[SUPPLIED MATERIAL]

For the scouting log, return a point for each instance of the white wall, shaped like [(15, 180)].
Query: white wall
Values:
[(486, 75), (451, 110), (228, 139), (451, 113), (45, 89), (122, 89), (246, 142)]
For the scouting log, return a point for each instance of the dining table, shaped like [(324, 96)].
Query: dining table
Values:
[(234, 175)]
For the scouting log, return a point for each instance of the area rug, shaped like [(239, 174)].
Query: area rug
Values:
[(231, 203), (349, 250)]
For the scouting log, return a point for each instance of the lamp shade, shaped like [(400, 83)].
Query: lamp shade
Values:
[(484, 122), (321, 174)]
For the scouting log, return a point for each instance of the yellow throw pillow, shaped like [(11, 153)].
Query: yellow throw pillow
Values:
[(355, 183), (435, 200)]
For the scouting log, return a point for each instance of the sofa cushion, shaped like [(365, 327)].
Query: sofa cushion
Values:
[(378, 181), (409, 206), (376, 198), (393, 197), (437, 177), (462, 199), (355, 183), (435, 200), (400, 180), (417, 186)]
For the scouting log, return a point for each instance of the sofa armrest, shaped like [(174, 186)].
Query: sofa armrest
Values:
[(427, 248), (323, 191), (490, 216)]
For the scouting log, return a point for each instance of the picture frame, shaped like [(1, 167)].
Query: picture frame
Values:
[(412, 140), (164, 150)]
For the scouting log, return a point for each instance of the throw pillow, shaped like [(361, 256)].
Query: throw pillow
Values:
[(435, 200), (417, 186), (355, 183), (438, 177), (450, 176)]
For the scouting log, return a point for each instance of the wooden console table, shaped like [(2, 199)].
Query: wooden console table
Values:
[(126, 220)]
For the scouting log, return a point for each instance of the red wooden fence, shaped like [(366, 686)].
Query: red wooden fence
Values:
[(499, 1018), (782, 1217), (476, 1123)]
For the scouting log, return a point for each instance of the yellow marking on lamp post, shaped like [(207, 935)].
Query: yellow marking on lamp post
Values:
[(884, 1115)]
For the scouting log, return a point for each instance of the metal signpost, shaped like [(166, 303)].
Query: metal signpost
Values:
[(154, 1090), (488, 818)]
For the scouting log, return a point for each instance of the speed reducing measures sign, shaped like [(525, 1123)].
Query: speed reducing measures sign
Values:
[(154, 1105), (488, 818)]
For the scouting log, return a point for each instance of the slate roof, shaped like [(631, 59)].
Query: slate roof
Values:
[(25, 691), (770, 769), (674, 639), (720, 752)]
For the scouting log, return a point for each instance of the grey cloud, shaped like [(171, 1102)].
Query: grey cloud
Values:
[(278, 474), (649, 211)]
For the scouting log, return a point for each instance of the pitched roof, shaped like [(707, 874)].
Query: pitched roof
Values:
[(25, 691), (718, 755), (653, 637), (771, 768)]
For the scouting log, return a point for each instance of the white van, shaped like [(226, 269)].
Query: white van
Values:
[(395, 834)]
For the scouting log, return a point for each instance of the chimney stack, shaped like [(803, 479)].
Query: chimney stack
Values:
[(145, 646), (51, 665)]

[/SUPPLIED MATERIAL]

WHAT THE TASK ASKS >> Reproduce all the entries above. Match them exactly.

EXERCISE ANSWER >>
For the scouting log, return a point for each instance of the white wall, shaped like [(15, 180)].
Query: white wall
Values:
[(486, 75), (451, 110), (228, 139), (451, 113), (45, 89), (122, 89), (246, 142)]
For the scouting log, return a point for each instance of the dining table, shaped like [(324, 96)].
Query: dining table
Values:
[(234, 175)]
For the scouting log, return a point for each instance of the area rug, shaped like [(239, 174)].
Query: area rug
Values:
[(231, 203), (349, 250)]
For the scouting log, return a point for each instance of the lamp shade, shaped like [(400, 83)].
Query: lamp shade
Values:
[(484, 122), (321, 174)]
For the scouting log, return a point for each instance of the yellow throw pillow, shaped like [(11, 153)].
Query: yellow throw pillow
Values:
[(355, 183), (435, 200)]
For the scouting log, return a point for each instance of the sofa cushion, shaped like [(365, 327)].
Query: sofa cushion
Values:
[(378, 181), (409, 206), (376, 198), (393, 197), (437, 177), (462, 199), (355, 183), (435, 200), (400, 180), (417, 186)]
For the scouting log, return a point for each instance of the sofa armrest, shaped like [(174, 186)].
Query: sofa armrest
Values:
[(427, 248), (323, 191), (490, 216)]
For the scouting log, return a point for each instance of the picture frame, shaped like [(1, 167)].
Query: picture frame
Values:
[(412, 140), (164, 150)]
For the scouting log, return a point for each instance of the throw pillow, shaped like [(361, 256)].
Query: throw pillow
Values:
[(435, 200), (417, 186), (355, 183), (438, 177), (450, 176)]
For the scouting log, return a point for each instance of the wooden console table, shaped like [(2, 199)].
Query: wooden console table
Values:
[(126, 220)]
For the scouting log, return a point for each instance of the red wooden fence, shaped like [(366, 686)].
Query: red wooden fence
Values:
[(499, 1018), (782, 1217), (476, 1123)]
For the scouting log, return a point for each instance of the yellow marking on lamp post, shaped like [(207, 935)].
Query: yellow marking on lamp post
Values:
[(884, 1115)]
For the scouting log, return a point for each instance of the metal signpost, shaped like [(166, 303)].
Query: metal signpost
Values:
[(154, 1090), (488, 818)]
For the scouting log, return a point for each instance of the speed reducing measures sign, shaped like [(525, 1123)].
Query: speed reducing measures sign
Values:
[(154, 1105), (488, 818)]
For the scouting log, return a point for each instance of the slate roof, shaped like [(631, 59)].
Query: slate roof
Values:
[(25, 691), (770, 769), (674, 639), (720, 752)]
For the scouting log, return a point for each instance of the grey cloud, shaped like [(171, 1102)].
Query: grey cloud
Values:
[(278, 474), (649, 211)]
For the scouting log, return a point for each instance of the pitched roof, shaped like [(707, 874)].
Query: pitched roof
Values:
[(25, 691), (718, 755), (653, 637), (771, 768)]
For the scouting log, return a point for each instance of the white van, shaped like [(226, 269)].
Query: white van
Values:
[(395, 834)]
For the scouting log, return a point for each instance of the chimney stack, shaped like [(803, 479)].
Query: chimney stack
Values:
[(145, 646), (51, 665)]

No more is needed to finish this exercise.